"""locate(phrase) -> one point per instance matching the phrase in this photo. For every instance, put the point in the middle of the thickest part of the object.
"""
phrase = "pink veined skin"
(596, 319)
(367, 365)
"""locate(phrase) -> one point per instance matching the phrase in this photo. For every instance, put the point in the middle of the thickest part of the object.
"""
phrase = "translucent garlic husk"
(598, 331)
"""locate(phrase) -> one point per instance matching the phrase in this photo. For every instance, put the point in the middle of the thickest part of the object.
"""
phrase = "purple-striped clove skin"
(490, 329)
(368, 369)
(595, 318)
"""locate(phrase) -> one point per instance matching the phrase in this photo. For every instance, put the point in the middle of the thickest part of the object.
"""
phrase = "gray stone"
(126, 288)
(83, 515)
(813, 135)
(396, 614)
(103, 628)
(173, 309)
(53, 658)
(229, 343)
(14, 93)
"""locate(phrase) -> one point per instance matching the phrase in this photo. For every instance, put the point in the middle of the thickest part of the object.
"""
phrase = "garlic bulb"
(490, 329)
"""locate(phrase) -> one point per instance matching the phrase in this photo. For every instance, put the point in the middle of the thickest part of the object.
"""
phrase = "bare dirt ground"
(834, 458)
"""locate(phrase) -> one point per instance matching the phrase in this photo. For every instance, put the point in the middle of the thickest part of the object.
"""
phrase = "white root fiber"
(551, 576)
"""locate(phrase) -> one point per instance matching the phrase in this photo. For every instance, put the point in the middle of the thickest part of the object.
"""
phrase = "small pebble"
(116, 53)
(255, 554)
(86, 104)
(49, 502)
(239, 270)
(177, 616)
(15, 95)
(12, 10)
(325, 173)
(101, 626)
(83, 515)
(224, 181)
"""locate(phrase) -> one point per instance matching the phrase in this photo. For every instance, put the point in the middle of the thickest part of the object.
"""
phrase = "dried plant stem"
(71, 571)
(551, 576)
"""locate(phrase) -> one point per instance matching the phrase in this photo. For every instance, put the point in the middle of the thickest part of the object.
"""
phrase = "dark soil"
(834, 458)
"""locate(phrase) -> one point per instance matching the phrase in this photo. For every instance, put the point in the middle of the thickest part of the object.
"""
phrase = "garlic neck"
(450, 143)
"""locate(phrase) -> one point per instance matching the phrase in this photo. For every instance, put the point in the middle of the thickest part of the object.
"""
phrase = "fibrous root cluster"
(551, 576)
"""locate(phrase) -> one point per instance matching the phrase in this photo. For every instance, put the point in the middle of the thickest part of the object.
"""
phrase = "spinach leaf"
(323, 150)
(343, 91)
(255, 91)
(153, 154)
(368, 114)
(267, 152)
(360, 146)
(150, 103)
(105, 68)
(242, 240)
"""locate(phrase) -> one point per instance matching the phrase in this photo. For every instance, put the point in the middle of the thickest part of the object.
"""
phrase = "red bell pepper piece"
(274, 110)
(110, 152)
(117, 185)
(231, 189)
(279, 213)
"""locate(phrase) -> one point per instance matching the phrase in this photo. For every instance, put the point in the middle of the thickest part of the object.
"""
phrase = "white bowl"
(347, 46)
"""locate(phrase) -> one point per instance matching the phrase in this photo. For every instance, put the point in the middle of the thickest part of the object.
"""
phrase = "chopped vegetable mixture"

▸ DO THIS: Pull out every line of the records that contains the string "skin", matching its case exactly.

▸ CORRECT ANSWER:
phrase = "pink veined skin"
phrase = "purple-striped clove skin"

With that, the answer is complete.